►

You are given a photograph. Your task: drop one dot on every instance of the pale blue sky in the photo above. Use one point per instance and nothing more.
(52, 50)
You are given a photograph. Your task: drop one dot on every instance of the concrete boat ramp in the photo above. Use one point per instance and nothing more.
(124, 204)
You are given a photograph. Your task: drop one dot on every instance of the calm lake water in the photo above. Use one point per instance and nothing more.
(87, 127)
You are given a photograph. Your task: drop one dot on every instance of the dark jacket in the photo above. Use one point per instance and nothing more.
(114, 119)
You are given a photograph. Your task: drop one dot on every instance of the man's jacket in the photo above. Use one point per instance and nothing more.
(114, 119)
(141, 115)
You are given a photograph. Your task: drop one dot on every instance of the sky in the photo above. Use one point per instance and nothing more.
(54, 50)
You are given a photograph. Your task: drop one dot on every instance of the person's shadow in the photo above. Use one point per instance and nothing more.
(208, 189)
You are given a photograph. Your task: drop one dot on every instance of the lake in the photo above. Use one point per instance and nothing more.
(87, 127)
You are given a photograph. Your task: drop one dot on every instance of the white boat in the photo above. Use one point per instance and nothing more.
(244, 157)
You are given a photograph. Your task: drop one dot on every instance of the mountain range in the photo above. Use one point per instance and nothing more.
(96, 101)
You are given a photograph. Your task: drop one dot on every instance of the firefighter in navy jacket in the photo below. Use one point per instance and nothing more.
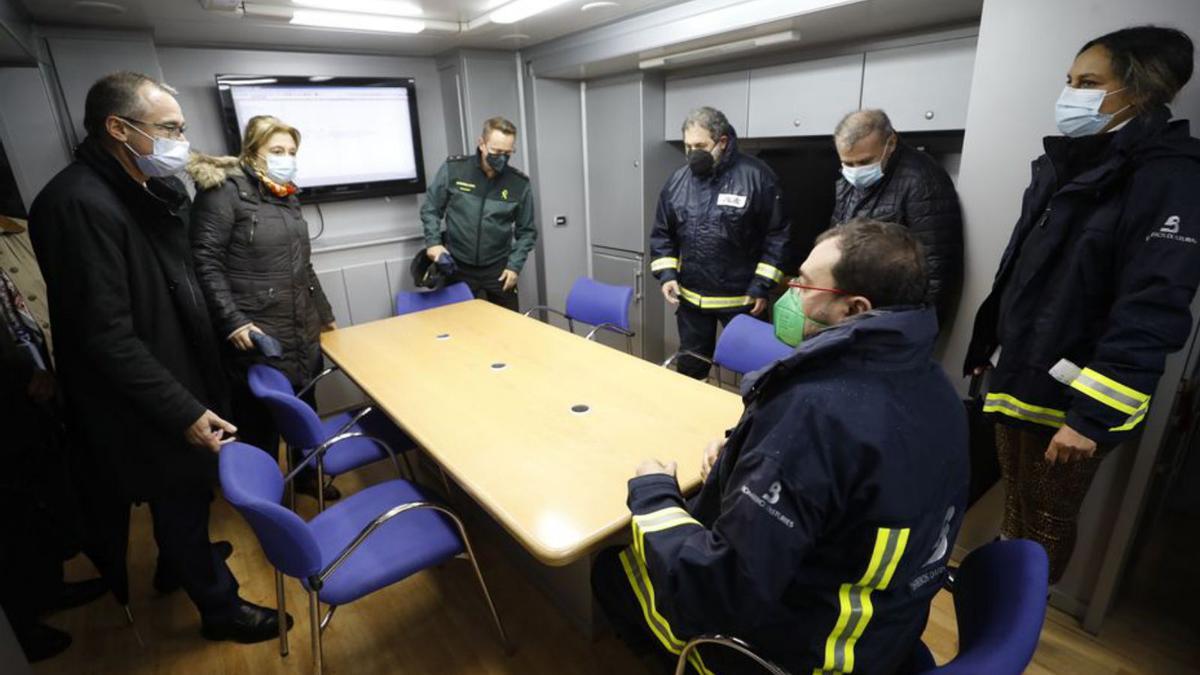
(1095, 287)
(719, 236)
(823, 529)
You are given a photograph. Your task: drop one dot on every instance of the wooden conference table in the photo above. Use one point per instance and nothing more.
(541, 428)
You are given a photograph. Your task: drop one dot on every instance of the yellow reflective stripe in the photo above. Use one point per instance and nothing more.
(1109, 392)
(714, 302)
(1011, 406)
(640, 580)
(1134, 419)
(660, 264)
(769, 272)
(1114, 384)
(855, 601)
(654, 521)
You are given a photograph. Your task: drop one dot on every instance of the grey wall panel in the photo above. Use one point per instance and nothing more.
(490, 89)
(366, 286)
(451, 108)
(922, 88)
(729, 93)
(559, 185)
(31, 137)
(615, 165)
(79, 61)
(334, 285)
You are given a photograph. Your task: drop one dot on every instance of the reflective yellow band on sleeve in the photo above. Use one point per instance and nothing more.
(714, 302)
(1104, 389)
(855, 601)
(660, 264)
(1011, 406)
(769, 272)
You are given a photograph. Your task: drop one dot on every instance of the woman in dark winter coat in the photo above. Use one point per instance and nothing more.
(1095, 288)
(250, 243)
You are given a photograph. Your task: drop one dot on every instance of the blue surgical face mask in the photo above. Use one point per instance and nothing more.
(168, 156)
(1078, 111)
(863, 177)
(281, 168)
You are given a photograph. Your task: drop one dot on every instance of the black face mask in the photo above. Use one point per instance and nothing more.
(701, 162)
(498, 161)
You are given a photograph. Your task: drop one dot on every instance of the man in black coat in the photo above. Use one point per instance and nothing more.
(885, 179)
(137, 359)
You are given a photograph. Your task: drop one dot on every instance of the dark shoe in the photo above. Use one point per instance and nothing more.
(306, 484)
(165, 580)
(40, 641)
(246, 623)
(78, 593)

◄
►

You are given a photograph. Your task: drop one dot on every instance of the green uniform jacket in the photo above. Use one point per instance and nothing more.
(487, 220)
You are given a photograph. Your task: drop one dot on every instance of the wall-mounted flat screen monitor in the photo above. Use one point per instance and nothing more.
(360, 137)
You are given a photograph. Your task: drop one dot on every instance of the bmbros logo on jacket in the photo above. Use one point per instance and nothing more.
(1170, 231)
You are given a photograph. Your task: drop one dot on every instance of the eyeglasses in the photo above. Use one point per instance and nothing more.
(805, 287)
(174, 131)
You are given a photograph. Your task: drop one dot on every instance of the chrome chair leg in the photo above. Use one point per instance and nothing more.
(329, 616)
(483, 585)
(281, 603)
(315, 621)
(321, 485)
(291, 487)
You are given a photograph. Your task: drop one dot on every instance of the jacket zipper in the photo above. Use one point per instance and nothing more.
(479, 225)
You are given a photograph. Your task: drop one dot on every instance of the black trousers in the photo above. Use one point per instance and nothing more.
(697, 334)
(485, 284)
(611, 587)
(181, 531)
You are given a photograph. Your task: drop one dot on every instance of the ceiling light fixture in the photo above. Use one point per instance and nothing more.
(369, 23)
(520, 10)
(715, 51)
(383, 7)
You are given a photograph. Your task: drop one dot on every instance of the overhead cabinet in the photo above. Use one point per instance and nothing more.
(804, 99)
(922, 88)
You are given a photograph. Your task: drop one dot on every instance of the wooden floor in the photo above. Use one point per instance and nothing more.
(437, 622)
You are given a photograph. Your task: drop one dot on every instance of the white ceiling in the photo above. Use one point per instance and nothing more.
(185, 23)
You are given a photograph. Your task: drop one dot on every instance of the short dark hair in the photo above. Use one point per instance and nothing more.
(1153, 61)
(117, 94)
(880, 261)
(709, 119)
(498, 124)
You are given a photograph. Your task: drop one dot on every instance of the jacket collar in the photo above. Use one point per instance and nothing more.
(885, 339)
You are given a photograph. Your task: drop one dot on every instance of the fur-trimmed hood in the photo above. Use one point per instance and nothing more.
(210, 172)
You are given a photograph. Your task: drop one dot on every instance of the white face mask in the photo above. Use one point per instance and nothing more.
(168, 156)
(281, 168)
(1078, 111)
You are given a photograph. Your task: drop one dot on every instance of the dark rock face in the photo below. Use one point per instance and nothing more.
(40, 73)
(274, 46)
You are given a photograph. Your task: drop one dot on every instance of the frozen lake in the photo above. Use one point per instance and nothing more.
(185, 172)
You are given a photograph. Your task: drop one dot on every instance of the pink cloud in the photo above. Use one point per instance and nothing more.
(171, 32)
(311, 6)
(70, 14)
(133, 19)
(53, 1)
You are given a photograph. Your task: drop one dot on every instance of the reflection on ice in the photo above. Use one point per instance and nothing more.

◄

**Exercise prompt:**
The answer is the run of lines above from the line containing "the white face" through the line containing "of the reflection", copied exactly and alone.

**Task response:**
You are given a photograph. Your task: drop one dot on every instance of the white face mask in the photo above. Use one point per instance and nothing more.
(168, 156)
(281, 168)
(1078, 111)
You are given a photograph. Your task: drop one dot on every instance of the dark rock face in the photo below. Use one point per instance and nothing more.
(40, 73)
(274, 46)
You are given a photograph. Your task: drop one dot on every instance of the frozen lake in the photo above. Use one point per instance and nothing more.
(185, 172)
You are given a photograph. Your task: drop one dot on every instance of the pink cloud in the photo above. Use one point per instance and nothing more.
(171, 32)
(311, 6)
(70, 14)
(133, 19)
(53, 1)
You are given a photograph. Your task: drop one dot on every instance of the reflection on ice in the photo above. Use one point per instance and nothing more.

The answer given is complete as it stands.